(Collected data entries)
○ ○ ○ ○

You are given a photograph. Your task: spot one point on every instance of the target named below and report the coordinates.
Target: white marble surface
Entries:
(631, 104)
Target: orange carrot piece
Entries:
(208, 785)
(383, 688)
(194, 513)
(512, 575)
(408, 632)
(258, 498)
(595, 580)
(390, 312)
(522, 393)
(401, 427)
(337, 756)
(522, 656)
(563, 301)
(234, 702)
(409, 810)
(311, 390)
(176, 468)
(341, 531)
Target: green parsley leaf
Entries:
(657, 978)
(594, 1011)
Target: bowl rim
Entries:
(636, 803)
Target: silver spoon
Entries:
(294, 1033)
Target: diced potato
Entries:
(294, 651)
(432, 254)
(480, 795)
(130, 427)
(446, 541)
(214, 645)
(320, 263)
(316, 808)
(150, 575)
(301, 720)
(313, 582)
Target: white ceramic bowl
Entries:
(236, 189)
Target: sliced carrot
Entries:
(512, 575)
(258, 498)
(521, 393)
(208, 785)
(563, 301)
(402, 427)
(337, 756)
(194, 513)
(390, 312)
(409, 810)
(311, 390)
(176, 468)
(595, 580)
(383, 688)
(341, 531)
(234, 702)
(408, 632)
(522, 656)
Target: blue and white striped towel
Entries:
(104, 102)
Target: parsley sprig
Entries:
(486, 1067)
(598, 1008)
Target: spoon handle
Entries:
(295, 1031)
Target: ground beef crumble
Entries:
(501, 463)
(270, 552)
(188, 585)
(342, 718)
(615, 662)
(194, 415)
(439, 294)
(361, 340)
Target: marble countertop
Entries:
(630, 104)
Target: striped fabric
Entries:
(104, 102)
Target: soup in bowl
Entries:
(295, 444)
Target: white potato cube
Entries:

○ ○ ○ ○

### [The task]
Pull out the lines from the one containing "Target: sliced carrot" through the one containing "(295, 1031)", both included, and reproduce them word for word.

### [Answer to the task]
Target: sliced carrot
Entries:
(512, 575)
(258, 498)
(521, 393)
(208, 785)
(563, 301)
(402, 427)
(337, 756)
(194, 513)
(390, 312)
(409, 810)
(311, 390)
(176, 468)
(595, 580)
(383, 688)
(341, 531)
(234, 702)
(408, 632)
(522, 656)
Target: blue and white striped towel
Entries:
(104, 102)
Target: parsley sprig
Entries:
(486, 1067)
(598, 1008)
Target: spoon handle
Entries:
(295, 1031)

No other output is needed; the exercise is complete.